[Start of SUPPLIED PASSAGE]
# BMW - Rear differential gone (!)



## Plek Trum (6 Jul 2009)

So bad news..
turns out the rear differential is gone on my 00 BMW 316iSE.
My dealership has advised that it would be very expensive to replace (even if I sourced a second hand one) and given the uear of the car, its not worth doing.

Two questions:
(1) What exactly IS the rear differential (I know, I should have asked more questions... dealership is not nearby, relative collecting car for me)

(2)  Is this as big a job as they say?

(3) Is it safe to drive?

I would really *really* appreciate all opinions and advice on this, bad time for my car to go!


----------



## Padraigb (6 Jul 2009)

1. It's a clever piece of gearing that allows the wheels rotate at different speeds when the car is not travelling in a straight line.
2. I would expect so.
3. Not very!

Sorry, I would tend to agree with your dealer.


----------



## mathepac (6 Jul 2009)

1. All you ever wanted to now about E46 diffs and changing them, complete with pictures, US prices and DIY guides - http://bokchoys.com/differential/index.htm
2. Not for the DIYer
3. No.

Is the dealer absolutely certain that its the actual diff that's gone? (this is an unusual problem and is very expensive to fix)

A much more common problem (as I discovered after a bit of research) is that the  differential mounts fail which can cause the diff, the drive-shaft and half-shafts leading from the diff to rattle around disconcertingly. This is awkward to do, but would only cost a fraction of the other job. If you know someone who is comfortable (and safe) rooting around under the rear-end of an E46, it might be worthwhile asking them to take a look.

Have a read of this complete 'how to' guide with part-numbers for the mounts only etc http://forum.e46fanatics.com/showthread.php?p=6910121

HTH


----------



## Plek Trum (7 Jul 2009)

Mathepac - thank you so very much for the info and links, I'll definately have a browse and will take the car for a second opinion just to be sure. Appreciate the posting, hopefully might throw up a few options for me.  Will let you know!


----------



## Eng Car 1 (7 Jul 2009)

Might be woth trying a few of the smaller well rated independant BMW garages. Have no first hand exp of them but they seem to be well regarded on BMW owners forums


----------



## onq (7 Jul 2009)

Before making an assessment of the problem yourself, but having armed yourself with the information posted here, perhaps you might consider getting an engineer to look the car over?

This may help you identify your particular model since it seems two were current in the year 2000:

http://en.wikipedia.org/wiki/BMW_3_Series


5 E36, 1991-2000
6 E46, 1998-2005

I've never heard of a BMW diff going [I don't drive one] and yours was the only hit I got on the first page by googling it as 

00 BMW 316iSE differential

Googlong 

BMW differential 

got loads of results.
[End of SUPPLIED PASSAGE]
INSTRUCTION
Copy word for word the stretch of the BMW rear differential thread starting at "So bad news.." and ending at "car for me)".
[Start of RECORDS SUPPLIED]
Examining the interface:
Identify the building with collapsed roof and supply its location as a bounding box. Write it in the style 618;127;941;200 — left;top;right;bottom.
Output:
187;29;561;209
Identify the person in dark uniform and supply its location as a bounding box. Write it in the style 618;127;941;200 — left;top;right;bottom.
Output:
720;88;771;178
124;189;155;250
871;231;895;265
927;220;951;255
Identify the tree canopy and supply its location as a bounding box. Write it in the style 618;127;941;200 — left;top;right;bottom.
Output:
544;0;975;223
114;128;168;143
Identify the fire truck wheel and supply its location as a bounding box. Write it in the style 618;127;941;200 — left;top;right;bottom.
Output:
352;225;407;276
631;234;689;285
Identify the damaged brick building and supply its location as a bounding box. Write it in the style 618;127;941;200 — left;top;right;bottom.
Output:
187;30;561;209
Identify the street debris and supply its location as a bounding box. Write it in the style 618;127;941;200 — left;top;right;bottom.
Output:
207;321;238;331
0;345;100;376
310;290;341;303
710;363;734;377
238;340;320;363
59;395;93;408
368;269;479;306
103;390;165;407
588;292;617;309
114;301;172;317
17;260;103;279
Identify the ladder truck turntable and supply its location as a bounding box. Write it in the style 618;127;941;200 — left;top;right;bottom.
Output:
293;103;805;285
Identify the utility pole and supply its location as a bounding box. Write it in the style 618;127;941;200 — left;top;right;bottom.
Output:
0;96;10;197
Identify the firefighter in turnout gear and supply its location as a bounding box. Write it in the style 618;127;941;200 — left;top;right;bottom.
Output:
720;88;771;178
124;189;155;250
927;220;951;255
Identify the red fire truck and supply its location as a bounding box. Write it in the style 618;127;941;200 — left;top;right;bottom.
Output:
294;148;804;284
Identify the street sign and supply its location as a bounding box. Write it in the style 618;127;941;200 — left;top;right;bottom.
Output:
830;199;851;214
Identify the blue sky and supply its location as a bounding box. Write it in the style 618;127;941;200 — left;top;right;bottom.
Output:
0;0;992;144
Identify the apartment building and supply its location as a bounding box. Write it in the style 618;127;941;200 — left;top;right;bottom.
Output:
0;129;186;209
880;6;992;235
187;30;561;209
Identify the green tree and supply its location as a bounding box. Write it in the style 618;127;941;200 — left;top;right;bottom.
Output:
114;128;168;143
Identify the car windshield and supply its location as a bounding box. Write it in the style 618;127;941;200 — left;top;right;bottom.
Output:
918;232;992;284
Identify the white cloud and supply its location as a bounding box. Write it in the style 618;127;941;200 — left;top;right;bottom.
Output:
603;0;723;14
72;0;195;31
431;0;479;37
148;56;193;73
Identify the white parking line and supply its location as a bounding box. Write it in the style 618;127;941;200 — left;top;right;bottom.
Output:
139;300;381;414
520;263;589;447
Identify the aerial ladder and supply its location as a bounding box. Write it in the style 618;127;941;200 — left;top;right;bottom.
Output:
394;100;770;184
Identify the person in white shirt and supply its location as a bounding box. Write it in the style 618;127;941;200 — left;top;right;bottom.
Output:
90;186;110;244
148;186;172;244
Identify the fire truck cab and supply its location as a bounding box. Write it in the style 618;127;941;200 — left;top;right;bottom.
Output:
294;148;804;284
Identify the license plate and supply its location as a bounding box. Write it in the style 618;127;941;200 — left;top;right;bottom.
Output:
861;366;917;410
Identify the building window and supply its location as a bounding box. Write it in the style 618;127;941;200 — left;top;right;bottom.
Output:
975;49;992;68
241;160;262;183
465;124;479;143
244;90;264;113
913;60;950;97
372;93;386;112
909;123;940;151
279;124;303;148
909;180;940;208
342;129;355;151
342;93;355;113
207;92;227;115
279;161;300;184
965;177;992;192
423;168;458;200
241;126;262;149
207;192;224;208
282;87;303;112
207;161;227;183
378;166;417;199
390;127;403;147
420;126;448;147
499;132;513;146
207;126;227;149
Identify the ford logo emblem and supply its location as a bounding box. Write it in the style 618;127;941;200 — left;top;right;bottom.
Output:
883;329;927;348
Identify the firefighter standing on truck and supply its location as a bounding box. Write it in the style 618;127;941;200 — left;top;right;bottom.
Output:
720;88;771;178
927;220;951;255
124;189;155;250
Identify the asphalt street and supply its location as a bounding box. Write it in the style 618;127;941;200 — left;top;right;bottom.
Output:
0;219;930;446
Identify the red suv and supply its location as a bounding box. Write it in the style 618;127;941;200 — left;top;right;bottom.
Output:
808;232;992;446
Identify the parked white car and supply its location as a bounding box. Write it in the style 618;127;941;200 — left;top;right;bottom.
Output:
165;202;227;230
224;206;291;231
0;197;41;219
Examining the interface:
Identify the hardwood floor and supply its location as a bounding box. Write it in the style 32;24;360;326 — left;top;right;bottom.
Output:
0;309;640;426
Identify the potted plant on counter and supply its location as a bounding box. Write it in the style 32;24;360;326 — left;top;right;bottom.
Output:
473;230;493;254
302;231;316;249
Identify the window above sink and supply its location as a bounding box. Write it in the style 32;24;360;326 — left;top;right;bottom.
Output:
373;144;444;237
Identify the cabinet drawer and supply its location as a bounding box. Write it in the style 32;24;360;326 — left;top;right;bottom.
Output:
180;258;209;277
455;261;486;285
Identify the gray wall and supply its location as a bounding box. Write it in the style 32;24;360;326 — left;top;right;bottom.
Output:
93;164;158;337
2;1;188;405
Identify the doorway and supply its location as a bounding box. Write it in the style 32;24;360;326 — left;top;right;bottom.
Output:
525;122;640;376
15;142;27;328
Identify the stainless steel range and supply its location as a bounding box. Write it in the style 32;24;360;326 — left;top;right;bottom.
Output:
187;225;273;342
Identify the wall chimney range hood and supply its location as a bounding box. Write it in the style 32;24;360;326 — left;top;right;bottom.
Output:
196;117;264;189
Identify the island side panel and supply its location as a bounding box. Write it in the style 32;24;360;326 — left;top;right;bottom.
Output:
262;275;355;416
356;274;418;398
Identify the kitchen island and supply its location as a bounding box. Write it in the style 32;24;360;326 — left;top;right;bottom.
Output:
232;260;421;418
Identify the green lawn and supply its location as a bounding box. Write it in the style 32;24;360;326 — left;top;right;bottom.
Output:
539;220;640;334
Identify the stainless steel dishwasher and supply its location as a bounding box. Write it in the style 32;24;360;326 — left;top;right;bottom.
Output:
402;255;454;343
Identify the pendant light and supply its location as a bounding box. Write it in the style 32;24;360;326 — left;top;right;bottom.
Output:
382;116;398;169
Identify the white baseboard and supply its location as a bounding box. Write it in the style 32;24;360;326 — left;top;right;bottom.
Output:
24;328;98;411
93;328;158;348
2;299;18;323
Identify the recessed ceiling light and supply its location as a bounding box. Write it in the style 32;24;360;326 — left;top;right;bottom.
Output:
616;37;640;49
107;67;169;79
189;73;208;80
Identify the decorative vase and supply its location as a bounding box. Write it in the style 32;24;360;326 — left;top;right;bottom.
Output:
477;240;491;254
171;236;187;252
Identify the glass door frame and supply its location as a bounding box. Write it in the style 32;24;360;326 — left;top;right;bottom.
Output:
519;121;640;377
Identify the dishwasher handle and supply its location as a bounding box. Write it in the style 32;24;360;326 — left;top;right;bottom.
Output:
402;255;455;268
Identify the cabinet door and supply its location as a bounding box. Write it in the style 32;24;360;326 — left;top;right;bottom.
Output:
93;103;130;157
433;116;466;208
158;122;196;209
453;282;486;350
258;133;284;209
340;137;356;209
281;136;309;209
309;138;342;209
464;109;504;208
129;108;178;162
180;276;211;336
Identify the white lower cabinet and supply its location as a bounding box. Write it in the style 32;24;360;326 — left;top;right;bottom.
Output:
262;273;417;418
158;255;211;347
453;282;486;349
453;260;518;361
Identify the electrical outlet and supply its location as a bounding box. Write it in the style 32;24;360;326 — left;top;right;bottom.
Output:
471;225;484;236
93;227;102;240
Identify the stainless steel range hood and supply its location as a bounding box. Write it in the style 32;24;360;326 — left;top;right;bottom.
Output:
[End of RECORDS SUPPLIED]
RESPONSE TO THIS EXERCISE
So bad news..
turns out the rear differential is gone on my 00 BMW 316iSE.
My dealership has advised that it would be very expensive to replace (even if I sourced a second hand one) and given the uear of the car, its not worth doing.

Two questions:
(1) What exactly IS the rear differential (I know, I should have asked more questions... dealership is not nearby, relative collecting car for me)